--- AVAILABLE DATA ---

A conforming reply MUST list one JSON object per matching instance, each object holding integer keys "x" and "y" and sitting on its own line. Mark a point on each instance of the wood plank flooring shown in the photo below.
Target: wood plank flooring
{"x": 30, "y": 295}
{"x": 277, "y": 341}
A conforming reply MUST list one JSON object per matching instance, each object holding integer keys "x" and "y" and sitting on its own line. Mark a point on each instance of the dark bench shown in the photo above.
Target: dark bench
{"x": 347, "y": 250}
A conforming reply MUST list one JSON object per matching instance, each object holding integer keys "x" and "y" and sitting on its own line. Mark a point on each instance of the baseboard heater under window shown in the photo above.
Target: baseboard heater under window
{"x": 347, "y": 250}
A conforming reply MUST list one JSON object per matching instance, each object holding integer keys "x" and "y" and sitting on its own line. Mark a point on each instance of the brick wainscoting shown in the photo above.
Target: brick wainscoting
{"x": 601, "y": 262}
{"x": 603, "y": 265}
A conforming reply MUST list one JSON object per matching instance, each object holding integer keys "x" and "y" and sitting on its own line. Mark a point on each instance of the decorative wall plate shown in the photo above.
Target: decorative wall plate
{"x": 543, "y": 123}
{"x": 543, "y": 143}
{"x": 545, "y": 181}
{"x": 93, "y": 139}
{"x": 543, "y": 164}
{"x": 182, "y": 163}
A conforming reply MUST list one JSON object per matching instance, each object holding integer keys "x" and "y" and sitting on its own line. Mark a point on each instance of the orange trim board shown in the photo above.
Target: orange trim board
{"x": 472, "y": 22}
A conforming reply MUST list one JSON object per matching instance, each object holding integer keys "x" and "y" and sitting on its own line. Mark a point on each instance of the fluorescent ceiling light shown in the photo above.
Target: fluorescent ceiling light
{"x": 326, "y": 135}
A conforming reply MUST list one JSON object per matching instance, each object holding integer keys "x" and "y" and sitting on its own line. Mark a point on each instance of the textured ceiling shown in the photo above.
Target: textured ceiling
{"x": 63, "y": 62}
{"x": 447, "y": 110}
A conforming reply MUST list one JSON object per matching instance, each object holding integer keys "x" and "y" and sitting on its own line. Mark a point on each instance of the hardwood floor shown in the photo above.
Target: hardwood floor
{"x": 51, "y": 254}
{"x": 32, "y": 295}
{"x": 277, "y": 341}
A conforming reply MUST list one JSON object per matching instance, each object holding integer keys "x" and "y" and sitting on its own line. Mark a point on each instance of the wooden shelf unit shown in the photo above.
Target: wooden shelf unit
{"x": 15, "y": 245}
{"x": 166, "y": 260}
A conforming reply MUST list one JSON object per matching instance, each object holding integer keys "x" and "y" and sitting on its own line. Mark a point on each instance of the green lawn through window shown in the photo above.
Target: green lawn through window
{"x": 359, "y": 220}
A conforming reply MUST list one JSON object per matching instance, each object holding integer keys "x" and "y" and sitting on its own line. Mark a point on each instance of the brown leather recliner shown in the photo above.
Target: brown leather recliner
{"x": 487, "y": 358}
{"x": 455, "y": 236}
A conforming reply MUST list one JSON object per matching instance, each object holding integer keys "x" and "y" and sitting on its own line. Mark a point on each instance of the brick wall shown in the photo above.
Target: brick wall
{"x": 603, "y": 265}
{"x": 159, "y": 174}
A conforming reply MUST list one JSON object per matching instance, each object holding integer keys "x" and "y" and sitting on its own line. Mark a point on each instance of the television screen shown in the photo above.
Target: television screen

---

_TASK INSTRUCTIONS:_ Retype every one of the rows above word for word, keeping their order.

_SOLUTION FOR THIS EXERCISE:_
A conforming reply MUST list one JSON object per matching instance, each object holding integer keys "x" and "y" and sitting on its own line. Mark a point on each instance of the wood plank flooring shown in the photo below.
Target: wood plank flooring
{"x": 30, "y": 295}
{"x": 277, "y": 341}
A conforming reply MUST list one JSON object per matching instance, each object holding integer keys "x" and "y" and sitting on its own line. Mark a point on each instance of the dark bench shown in the photo above.
Target: dark bench
{"x": 347, "y": 250}
A conforming reply MUST list one JSON object per matching instance, each object holding integer keys "x" and "y" and sitting on its own line. Mark a point on each instance of the baseboard heater under window shown in the photo above.
Target: baseboard heater under window
{"x": 347, "y": 250}
A conforming reply MUST list one JSON object per matching instance, each object holding integer keys "x" and "y" and sitting on its own line. Mark a point on each instance of the brick wainscoting shown in the photo above.
Target: brick wainscoting
{"x": 601, "y": 262}
{"x": 603, "y": 265}
A conforming reply MUST list one JSON object per matching instance, each object holding integer keys "x" and "y" and sitting on its own line. Mark a point on each instance of the decorative wall plate shown in the photo above.
Target: decorative wall plate
{"x": 543, "y": 123}
{"x": 543, "y": 143}
{"x": 545, "y": 181}
{"x": 93, "y": 139}
{"x": 543, "y": 164}
{"x": 182, "y": 163}
A conforming reply MUST list one JSON object per matching instance, each object holding integer keys "x" and "y" and sitting on its own line. Mark a point on each instance of the orange trim board shown in the photo above.
Target: orange trim board
{"x": 472, "y": 22}
A conforming reply MUST list one JSON object per matching instance, each object holding integer keys "x" and "y" and sitting on its own line. Mark a point on each instance of the fluorescent ceiling light shown in the photo above.
Target: fluorescent ceiling light
{"x": 326, "y": 135}
A conforming reply MUST list one JSON object per matching instance, each object holding integer keys "x" and "y" and sitting on its own line. Mark a point on each instance of the textured ceiling shown in the photo above.
Target: textured ceiling
{"x": 63, "y": 62}
{"x": 447, "y": 110}
A conforming reply MUST list one JSON object per matching instance, each object holding integer keys "x" and "y" and sitting on its own line. Mark a point on each instance of the hardwood floor shown in the photo above.
Target: hardwood floor
{"x": 51, "y": 254}
{"x": 32, "y": 295}
{"x": 277, "y": 341}
A conforming reply MUST list one JSON object per matching instance, each object holding integer keys "x" and "y" and sitting on its own line. Mark a point on each instance of the wooden shelf unit shown in the photo above.
Target: wooden shelf unit
{"x": 15, "y": 245}
{"x": 166, "y": 260}
A conforming reply MUST list one JSON object per matching instance, each object holding integer keys "x" and "y" and sitting on its own line. Mark a point on each instance of the green lawn through window shown in the photo above.
Target: green lawn through window
{"x": 359, "y": 220}
A conforming reply MUST list one JSON object per matching instance, each object holding integer keys "x" and "y" and sitting on its own line. Mark a point on each instance of the brown leather recliner shown in the photo above.
Target: brown leather recliner
{"x": 487, "y": 358}
{"x": 455, "y": 236}
A conforming reply MUST list one JSON object per matching instance, each object holding integer keys "x" and "y" and sitting on its own line. Mark a point on each instance of the brick wall shown in the photo above.
Target: brick wall
{"x": 603, "y": 265}
{"x": 159, "y": 174}
A conforming reply MUST list one JSON object per matching instance, each object holding integer keys "x" and "y" and sitting on its own line. Mark a point on each instance of the television screen shown in the photo above.
Target: television screen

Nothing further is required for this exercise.